*PAGE EXTRACT:*
## PCA on X-Plane Images

### Problem

As a demonstration of a multivariate analysis technique I have formulated a classification task:

Given screenshots of a cockpit in the flight simulator X-Plane, discriminate between left and right banking.

### Method

#### Data and Preprocessing

$$n=101 \text{ screenshots}$$ were taken at various points during simulated left and right turns, then hand-labelled as either 'left' or 'right'. These screenshots are 1180x800 8-bit RGB images, which can be represented using $$1180 \cdot 800 \cdot 3 = 2,832,000 \text{ values}$$

If we are to use these images as feature vector inputs to a supervised learner, we find that 2.8 million-dimensional vectors are too large for practical applications.

As an initial step, we may remove some redundancy in these images by converting them to 118x80 grayscale:

09:44 < ik> ik's principled guide to multivariate analysis: if the data is too big, just throw away a lot of it

This leaves us with screenshots resembling the following low-resolution grayscale images. These images can be represented as 9440-dimensional feature vectors, which are still rather large.

It is clear that these images still exhibit much redundancy. The cockpit interior, for instance, is mostly either constant across all images (the cowling and blank space between instruments), or noise (most of the instruments vary between screenshots but are not useful for determining bank direction). The sky is mostly featureless and the ground is noise (we do not care if we are looking at a runway or a pasture). The only element of these images we are interested in is the horizon (and possibly the artificial horizon instrument and the turn coordinator).

I made this problem easy by selecting only screenshots where the horizon was visible (ie, some sky and some ground was visible in each picture). So the slope of the horizon is a sufficient statistic for our task. (Had this not been the case, we would want to focus on the artificial horizon instrument).

We can, of course, write some heuristic to extract the important information from these images, but there is a general method.

*STATED GOAL A:*
Pick out every line of the entries that contains the string "light", treating uppercase and lowercase as different.
The X-Plane page and the entries have no connection to each other.

*RECORD LIST:*
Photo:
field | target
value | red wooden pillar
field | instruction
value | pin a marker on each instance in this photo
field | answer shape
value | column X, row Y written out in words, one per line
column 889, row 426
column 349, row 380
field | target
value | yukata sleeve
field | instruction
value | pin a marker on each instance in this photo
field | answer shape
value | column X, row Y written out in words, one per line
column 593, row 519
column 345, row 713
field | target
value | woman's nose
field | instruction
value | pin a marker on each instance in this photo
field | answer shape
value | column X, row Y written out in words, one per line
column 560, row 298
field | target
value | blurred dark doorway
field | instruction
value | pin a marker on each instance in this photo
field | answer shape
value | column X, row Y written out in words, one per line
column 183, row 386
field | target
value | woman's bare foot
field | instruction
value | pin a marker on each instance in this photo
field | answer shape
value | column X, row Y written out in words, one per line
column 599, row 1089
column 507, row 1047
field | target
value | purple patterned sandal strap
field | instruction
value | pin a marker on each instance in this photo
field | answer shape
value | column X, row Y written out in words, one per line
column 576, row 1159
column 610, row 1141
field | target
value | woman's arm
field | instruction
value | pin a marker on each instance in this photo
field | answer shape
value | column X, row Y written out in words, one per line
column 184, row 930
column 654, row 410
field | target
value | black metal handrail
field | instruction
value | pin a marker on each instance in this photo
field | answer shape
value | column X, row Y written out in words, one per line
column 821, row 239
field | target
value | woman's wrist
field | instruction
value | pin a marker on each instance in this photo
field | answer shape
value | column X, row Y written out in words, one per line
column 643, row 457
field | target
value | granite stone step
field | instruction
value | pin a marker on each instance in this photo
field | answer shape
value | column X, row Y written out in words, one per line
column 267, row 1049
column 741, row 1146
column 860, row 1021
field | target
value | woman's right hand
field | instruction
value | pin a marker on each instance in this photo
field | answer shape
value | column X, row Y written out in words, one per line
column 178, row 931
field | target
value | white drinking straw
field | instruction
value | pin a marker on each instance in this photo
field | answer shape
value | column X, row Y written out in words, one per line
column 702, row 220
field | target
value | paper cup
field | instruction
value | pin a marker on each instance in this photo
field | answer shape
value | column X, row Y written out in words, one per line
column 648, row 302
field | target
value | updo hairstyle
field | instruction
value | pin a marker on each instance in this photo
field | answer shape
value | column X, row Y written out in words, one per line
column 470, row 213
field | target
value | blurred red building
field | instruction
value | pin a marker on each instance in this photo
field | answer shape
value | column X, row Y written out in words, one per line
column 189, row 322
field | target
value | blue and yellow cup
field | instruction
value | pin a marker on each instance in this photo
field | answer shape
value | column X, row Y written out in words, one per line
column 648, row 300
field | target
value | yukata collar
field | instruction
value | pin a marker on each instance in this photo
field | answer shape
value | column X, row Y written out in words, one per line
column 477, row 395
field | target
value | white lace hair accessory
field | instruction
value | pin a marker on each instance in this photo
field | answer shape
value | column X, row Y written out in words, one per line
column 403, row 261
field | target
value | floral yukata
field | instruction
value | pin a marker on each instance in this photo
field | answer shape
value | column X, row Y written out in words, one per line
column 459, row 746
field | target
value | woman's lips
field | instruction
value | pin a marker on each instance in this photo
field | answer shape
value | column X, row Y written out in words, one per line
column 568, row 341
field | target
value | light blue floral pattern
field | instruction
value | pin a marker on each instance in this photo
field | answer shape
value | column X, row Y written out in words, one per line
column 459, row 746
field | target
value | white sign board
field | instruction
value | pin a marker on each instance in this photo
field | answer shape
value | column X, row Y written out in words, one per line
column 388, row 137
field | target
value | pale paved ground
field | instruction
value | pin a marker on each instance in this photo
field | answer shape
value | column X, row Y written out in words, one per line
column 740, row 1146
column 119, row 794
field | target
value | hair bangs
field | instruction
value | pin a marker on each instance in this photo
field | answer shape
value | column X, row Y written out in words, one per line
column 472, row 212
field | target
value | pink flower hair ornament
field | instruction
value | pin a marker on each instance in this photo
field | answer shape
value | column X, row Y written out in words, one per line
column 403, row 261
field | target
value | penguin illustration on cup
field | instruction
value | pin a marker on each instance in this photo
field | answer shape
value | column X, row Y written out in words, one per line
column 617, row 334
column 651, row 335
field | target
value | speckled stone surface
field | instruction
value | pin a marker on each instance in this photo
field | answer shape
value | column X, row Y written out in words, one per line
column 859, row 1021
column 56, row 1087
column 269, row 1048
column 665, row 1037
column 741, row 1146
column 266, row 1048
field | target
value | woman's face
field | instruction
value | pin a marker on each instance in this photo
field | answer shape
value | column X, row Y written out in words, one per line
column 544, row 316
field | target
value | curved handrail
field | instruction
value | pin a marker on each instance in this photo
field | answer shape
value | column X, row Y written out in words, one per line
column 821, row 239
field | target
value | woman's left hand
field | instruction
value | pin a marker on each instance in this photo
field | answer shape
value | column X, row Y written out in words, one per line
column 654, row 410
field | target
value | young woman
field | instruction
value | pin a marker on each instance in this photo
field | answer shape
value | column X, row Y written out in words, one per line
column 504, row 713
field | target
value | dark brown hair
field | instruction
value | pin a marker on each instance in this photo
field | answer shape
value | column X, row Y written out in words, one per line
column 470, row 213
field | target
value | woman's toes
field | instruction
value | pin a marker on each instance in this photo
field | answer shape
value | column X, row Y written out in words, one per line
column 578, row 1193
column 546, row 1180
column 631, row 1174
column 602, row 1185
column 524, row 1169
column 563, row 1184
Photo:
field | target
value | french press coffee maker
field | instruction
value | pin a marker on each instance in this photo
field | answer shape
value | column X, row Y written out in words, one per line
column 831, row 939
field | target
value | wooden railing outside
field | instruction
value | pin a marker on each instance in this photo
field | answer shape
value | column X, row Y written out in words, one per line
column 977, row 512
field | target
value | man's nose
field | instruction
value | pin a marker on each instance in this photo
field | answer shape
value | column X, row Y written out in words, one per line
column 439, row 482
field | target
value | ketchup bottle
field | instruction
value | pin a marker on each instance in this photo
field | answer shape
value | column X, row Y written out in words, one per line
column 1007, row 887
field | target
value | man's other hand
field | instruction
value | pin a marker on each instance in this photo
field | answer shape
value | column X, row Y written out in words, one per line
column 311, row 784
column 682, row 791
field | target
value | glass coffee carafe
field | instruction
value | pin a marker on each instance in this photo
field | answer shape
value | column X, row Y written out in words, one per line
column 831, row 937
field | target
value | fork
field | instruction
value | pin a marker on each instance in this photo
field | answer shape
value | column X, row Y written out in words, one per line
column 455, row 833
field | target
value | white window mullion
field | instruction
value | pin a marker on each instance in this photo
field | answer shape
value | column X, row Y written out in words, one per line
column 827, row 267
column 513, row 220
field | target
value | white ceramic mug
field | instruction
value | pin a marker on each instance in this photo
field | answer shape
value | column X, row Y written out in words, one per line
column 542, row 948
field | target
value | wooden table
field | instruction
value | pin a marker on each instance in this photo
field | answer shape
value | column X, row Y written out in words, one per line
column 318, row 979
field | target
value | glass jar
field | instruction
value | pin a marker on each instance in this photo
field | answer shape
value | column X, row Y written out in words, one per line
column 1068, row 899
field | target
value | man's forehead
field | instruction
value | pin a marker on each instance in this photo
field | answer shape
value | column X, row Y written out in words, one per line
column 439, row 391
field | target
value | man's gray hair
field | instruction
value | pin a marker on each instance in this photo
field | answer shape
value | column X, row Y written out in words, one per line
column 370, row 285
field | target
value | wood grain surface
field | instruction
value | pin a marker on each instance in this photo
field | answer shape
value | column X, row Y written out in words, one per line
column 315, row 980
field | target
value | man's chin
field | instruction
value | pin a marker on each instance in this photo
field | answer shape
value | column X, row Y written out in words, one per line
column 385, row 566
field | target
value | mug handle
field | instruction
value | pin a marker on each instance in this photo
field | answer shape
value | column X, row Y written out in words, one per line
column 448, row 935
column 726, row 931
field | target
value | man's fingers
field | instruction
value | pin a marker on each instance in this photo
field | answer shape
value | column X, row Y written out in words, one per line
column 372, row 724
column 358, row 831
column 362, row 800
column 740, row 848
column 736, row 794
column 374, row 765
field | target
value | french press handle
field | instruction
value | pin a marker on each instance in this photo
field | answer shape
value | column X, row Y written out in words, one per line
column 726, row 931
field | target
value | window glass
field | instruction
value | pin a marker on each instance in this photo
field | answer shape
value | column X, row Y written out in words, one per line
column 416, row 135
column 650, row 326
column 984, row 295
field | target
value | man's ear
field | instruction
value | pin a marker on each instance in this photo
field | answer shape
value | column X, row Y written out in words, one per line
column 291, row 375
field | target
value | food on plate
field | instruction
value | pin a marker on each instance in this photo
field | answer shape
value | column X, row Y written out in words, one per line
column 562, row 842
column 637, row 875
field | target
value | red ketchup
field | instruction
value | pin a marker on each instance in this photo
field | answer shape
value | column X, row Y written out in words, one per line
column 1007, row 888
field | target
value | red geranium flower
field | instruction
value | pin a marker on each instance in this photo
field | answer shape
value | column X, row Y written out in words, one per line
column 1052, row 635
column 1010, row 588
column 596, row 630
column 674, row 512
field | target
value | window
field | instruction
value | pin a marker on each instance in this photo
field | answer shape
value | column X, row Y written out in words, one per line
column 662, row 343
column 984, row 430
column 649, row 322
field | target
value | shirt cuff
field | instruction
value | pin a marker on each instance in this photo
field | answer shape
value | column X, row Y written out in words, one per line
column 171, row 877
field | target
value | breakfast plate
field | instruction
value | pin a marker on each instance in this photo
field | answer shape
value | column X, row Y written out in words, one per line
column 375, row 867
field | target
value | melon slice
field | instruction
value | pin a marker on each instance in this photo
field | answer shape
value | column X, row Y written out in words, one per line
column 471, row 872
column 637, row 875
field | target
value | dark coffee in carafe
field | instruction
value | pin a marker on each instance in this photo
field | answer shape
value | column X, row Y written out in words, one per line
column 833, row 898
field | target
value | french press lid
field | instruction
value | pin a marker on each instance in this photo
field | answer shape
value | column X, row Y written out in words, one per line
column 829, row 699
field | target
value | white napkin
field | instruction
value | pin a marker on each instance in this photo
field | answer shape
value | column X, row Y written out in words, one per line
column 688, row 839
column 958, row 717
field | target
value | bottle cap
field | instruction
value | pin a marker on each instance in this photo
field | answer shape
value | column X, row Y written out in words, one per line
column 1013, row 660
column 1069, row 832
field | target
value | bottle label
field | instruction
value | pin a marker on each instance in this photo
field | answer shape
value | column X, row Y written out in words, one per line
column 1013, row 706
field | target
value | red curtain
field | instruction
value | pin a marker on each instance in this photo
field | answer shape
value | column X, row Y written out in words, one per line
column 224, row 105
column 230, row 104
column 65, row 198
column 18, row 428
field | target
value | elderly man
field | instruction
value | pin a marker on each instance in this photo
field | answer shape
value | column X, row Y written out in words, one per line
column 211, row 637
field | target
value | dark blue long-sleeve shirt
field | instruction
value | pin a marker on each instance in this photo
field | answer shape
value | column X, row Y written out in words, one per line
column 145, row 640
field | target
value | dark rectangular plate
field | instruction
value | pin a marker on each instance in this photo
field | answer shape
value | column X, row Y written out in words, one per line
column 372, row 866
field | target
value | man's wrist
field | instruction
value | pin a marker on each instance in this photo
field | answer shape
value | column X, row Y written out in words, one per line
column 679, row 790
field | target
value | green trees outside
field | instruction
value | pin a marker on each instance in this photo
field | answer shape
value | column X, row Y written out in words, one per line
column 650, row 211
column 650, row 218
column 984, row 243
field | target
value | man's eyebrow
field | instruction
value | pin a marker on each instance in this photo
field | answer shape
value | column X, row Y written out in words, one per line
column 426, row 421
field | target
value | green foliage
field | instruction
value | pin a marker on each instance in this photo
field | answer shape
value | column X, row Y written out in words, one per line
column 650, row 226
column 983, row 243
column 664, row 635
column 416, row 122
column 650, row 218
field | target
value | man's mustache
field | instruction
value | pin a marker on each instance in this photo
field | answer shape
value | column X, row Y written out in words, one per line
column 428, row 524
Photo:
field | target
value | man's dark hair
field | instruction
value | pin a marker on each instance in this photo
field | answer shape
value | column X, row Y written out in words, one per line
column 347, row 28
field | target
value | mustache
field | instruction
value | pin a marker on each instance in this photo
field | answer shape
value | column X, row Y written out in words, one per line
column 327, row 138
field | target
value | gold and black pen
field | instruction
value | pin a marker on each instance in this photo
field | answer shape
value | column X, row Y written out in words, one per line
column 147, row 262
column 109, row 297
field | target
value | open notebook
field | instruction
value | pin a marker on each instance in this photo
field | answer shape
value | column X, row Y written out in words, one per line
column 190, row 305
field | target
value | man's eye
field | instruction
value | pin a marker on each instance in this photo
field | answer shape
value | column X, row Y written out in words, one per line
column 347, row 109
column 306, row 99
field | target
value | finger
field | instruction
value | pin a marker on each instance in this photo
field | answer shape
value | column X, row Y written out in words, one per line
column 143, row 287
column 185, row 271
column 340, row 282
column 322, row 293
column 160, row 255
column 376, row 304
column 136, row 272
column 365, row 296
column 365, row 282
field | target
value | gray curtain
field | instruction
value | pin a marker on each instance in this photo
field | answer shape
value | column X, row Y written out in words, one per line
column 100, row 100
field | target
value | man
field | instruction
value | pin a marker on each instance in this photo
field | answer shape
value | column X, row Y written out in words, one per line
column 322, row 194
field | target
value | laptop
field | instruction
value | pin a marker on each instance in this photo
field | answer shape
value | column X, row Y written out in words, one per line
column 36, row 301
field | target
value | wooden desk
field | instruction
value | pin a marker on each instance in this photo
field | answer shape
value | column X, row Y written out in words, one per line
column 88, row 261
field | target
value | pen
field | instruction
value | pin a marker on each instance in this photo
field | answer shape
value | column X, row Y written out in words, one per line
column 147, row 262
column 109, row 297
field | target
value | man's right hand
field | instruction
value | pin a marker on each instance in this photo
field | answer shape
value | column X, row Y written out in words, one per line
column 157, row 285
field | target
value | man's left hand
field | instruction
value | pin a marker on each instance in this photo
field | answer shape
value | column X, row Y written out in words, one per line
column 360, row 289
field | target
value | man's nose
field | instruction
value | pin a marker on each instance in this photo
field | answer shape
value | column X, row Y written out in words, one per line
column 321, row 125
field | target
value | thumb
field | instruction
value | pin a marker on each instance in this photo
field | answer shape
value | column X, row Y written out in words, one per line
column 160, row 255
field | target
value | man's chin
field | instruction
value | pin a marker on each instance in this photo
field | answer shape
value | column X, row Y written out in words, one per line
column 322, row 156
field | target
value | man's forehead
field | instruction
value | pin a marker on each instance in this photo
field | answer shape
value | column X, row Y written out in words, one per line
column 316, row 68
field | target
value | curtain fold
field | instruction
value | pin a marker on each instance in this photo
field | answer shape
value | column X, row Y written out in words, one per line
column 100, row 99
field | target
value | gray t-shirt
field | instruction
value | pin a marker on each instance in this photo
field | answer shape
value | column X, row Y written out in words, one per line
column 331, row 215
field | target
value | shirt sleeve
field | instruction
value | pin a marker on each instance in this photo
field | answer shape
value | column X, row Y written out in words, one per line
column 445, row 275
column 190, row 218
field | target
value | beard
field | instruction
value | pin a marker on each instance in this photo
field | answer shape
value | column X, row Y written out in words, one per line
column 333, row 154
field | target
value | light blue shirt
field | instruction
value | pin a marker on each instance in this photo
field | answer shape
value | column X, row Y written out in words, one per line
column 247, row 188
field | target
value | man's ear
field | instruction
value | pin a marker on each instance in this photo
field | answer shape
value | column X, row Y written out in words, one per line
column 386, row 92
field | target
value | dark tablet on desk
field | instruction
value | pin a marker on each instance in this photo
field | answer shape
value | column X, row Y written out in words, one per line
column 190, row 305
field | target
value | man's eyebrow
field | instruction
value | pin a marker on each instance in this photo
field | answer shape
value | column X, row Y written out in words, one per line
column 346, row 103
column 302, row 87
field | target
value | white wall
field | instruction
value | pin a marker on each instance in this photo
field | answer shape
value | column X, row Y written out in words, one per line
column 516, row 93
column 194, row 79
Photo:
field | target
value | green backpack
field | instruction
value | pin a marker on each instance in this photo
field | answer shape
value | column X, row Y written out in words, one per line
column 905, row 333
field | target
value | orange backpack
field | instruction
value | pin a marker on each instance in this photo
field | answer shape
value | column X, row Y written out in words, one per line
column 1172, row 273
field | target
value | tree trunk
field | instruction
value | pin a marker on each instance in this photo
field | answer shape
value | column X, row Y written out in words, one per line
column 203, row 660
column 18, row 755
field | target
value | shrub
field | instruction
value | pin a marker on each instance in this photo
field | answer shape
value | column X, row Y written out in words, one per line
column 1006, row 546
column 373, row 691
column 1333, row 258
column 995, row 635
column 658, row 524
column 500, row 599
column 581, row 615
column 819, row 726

*STATED GOAL B:*
Answer these questions using the X-Plane page.
(i) How many screenshots were taken?
(ii) To what size and color format were the screenshots reduced?
(iii) What is a sufficient statistic for the task?

*CORRECT RESULT A:*
value | light blue floral pattern
value | light blue shirt

*CORRECT RESULT B:*
(i) 101
(ii) 118x80 grayscale
(iii) The slope of the horizon